══ Material to process ══

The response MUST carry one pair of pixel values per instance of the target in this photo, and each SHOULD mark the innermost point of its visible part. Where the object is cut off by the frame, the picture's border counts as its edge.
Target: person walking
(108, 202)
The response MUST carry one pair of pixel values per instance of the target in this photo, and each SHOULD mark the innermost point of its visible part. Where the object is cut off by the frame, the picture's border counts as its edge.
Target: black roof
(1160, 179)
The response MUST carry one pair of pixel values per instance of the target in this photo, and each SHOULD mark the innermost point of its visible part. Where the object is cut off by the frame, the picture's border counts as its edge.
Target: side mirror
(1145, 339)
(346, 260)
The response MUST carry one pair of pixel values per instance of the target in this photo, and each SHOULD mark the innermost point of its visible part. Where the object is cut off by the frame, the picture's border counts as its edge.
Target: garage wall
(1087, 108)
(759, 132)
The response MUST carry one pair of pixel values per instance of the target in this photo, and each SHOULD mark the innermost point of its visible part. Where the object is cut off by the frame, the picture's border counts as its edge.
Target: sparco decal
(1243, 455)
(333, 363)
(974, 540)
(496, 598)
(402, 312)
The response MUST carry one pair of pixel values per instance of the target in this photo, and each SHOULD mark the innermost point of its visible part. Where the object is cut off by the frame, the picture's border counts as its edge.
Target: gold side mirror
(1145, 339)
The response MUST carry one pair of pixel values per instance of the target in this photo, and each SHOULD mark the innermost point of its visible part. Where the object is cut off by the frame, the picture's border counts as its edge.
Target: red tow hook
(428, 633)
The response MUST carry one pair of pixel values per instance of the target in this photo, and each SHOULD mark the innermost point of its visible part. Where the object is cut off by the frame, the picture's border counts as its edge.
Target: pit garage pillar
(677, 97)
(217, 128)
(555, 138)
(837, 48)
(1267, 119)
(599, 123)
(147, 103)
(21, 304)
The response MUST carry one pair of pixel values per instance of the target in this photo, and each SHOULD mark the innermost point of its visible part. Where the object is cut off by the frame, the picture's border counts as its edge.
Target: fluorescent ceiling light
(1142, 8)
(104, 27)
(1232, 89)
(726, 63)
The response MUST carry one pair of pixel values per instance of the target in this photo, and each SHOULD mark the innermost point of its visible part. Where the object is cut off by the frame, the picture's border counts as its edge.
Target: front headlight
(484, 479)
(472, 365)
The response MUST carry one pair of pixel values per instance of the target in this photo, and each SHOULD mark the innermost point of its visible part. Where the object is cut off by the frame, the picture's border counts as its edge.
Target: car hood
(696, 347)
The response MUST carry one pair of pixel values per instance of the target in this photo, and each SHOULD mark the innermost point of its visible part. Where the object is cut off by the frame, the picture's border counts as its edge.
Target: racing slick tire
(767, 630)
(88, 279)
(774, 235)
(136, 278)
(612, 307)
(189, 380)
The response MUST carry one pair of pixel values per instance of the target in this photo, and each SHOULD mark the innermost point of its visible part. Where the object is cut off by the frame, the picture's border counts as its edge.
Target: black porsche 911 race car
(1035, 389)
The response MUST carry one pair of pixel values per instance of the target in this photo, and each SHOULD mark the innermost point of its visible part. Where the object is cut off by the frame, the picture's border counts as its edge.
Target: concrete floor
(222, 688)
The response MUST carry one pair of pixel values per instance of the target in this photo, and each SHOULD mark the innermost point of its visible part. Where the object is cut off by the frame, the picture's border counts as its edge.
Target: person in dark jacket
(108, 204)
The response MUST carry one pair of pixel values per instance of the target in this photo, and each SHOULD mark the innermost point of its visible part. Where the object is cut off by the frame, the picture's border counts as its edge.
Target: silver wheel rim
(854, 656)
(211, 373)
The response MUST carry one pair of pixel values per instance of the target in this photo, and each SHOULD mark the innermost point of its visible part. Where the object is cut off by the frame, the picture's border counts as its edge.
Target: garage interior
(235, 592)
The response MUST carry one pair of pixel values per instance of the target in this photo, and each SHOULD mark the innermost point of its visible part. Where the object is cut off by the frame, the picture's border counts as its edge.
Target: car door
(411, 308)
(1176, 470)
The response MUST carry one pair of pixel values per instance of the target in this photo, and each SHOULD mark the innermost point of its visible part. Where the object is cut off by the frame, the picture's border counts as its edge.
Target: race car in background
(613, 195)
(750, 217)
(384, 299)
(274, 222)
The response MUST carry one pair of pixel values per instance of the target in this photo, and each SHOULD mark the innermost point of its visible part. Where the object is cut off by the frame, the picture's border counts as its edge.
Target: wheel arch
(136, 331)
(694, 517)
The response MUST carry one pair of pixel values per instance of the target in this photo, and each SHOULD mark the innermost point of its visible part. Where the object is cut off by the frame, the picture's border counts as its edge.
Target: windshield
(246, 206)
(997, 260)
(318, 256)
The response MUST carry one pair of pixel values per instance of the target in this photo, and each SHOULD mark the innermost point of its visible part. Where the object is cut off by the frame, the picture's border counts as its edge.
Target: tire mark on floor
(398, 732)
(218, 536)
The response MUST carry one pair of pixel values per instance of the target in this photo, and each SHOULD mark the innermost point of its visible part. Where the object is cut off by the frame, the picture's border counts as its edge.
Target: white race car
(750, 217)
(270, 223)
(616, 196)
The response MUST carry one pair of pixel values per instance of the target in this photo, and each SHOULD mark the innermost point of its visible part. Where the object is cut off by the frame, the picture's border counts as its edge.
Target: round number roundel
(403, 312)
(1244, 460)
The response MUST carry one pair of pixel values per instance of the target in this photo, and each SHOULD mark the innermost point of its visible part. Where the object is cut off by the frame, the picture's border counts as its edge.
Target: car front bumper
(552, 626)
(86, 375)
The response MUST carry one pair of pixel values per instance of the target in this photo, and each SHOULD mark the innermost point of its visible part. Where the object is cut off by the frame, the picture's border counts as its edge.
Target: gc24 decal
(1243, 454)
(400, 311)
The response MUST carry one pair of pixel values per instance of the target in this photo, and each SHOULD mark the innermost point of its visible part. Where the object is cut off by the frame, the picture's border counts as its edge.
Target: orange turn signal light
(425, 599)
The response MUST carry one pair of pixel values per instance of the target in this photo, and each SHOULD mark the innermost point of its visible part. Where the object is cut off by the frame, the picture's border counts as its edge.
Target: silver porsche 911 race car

═══

*What you will do*: Output each line of the material above with no deviation.

*Solution to this exercise*:
The response MUST carry one pair of pixel values per instance of the target in this photo, and each SHOULD mark the innermost point of its visible part. Where the object is cut off by the frame, the picture's border counts as its edge.
Target: person walking
(108, 202)
The response MUST carry one pair of pixel values per instance of the target in this photo, and each SHOULD mark the innermost point of its visible part. Where the object is cut off by the frame, the picture's border counts as its edge.
Target: black roof
(1160, 179)
The response MUST carry one pair of pixel values per instance of the target in this photo, and each SHOULD mark the innermost point of its visible part. Where the object is cut off by the frame, the picture's border counts as its edge.
Target: side mirror
(1145, 339)
(346, 260)
The response MUST carry one pair of pixel values per instance of the target in this photo, and each SHOULD mark the innermost point of its visible part. Where the object is cut off by the frame, the picture's border counts as its edge.
Target: garage wall
(1087, 108)
(759, 132)
The response MUST carry one pair of pixel values per instance of the target in this photo, and each SHOULD mark the innermost point of its visible part. Where the object is cut off by the frame, the picture's border counts as its edge.
Target: sparco decal
(1243, 455)
(333, 363)
(974, 540)
(496, 598)
(402, 312)
The response MUST carry one pair of pixel values per instance of the target in this photo, and each SHOULD mark the innermost point of its visible part. Where the object is cut off by the frame, the picture's border counts as its edge.
Target: gold side mirror
(1145, 339)
The response MUST carry one pair of pixel values per instance of the target in this photo, and each SHOULD mark the innermost point of its visible part. Where the object is cut off by the frame, the picture's border counts as its edge.
Target: red tow hook
(428, 633)
The response MUST carry one pair of pixel values per instance of the target in this photo, and each SHOULD mark the innermost point of its visible part. Where the object is cut off by the frame, the picture's border counts as its edge.
Target: pit garage pillar
(677, 97)
(217, 128)
(555, 138)
(837, 48)
(1267, 119)
(599, 123)
(147, 103)
(21, 304)
The response MUST carry one pair of pixel values per instance of the target in this photo, and each SHOULD mark the innermost point of its visible part. Where the object is cut off by the frame, the picture's border counts as its edge.
Target: fluorescent ceiling light
(1142, 8)
(104, 27)
(1232, 89)
(726, 63)
The response MUST carry one pair of pixel values per instance of the target in this photo, and each SHOULD mark the innermost point of its visible part. Where the object is cut off by the frame, the picture's border counts as its edge.
Target: front headlight
(484, 479)
(472, 365)
The response MUST carry one pair of pixel values per instance of the target in this photo, and each SHOULD mark the innermost point of its visible part. Where the object is cut off by the frame, the picture's border counts as its edge.
Target: car hood
(696, 347)
The response MUST carry one pair of pixel values per instance of the target in this photo, and each SHOULD mark the innermost point of its visible part. Where the object is cut off by the frame, the picture's border counts as its edge.
Target: racing slick tire
(767, 630)
(88, 279)
(774, 235)
(136, 278)
(612, 307)
(189, 380)
The response MUST carry one pair of pixel values per instance of the target in this photo, and each SHOULD mark the innermost point of its visible part. Where the object is cut off by the frame, the picture's border counts as its edge.
Target: black porsche 911 race car
(1035, 389)
The response MUST carry one pair of pixel values per instance of the target in this photo, and each SHOULD mark the innermost point of its visible part. Where the object is cut off by the frame, the picture's border counts as its edge.
Target: concrete floor
(222, 688)
The response MUST carry one pair of pixel values per instance of the target in this photo, and each SHOULD mark the innermost point of its visible part. Where the object is cut off by the frame, the picture's border counts as its edge.
Target: person in dark jacket
(108, 204)
The response MUST carry one pair of pixel values per instance of the target in this photo, and each SHOULD mark the innermost point of its visible part. Where the object is cut off by the frame, the picture's border counts as its edge.
Target: silver wheel rim
(854, 656)
(211, 373)
The response MUST carry one pair of pixel values per instance of the target in this photo, and each SHOULD mark the innermost point of its visible part. Where the object is cut off by the frame, the picture's border counts as its edge.
Target: garage interior
(235, 592)
The response MUST carry one pair of pixel values per instance of the target in this photo, and each SHOULD mark the innermost point of its visible part. Where the object is cut off by the frame, the picture's border counts as its edge.
Target: car door
(411, 308)
(1176, 470)
The response MUST carry one pair of pixel values per instance of the target in this photo, and each SHOULD mark the innermost point of its visible part. Where the object is cut off by the frame, the picture's border counts as its edge.
Target: race car in background
(613, 195)
(750, 217)
(384, 299)
(274, 222)
The response MUST carry one pair of pixel values per instance of the target in this photo, and each SHOULD mark the innermost point of its visible part. Where the object is cut off by the frame, the picture's border counts as its edge.
Target: wheel arch
(136, 331)
(694, 517)
The response MUST carry one pair of pixel values per instance of the target in this photo, and each SHOULD mark the innermost point of its visible part. Where the object is cut off by the frame, the picture's border counts as its edge.
Target: windshield
(246, 206)
(997, 260)
(318, 256)
The response MUST carry one pair of pixel values per instance of the target in this photo, and each SHOULD mark the innermost point of its visible part. Where the object is cut off by the frame, the picture's border counts as its edge.
Target: tire mark on floor
(398, 732)
(218, 536)
The response MUST carry one pair of pixel values per instance of the target in this photo, and each SHOULD mark the innermost point of its visible part. Where the object is cut off by the frame, the picture's border counts as its edge.
Target: white race car
(750, 217)
(270, 223)
(616, 196)
The response MUST carry one pair of pixel values per instance of the target in this photo, and each SHOULD mark the innermost point of its visible part. Where the object is cut off by the frame, the picture's border counts as its edge.
Target: round number roundel
(403, 312)
(1244, 460)
The response MUST carry one pair of pixel values per instance of the target in this photo, and each SHOULD mark the innermost point of its visible part. Where the object is cut off by the frame, the picture's border counts as its edge.
Target: car front bumper
(552, 626)
(86, 375)
The response MUST carry one pair of pixel values per instance of the target in this photo, and each SHOULD mark the innermost point of its visible part. Where the object is cut off by the frame, the picture's border counts as its edge.
Target: gc24 decal
(1243, 454)
(400, 311)
The response MUST carry one pair of pixel values per instance of the target in this photo, and each SHOULD mark the innermost point of its visible part. Where the object is cut off by the frame, the picture's border counts as its edge.
Target: orange turn signal light
(425, 599)
The response MUST carry one pair of pixel values per instance of the target in this photo, and each SHOULD mark the innermost point of its visible part. Where the object is cut off by the frame, the picture's border counts as its edge.
Target: silver porsche 911 race car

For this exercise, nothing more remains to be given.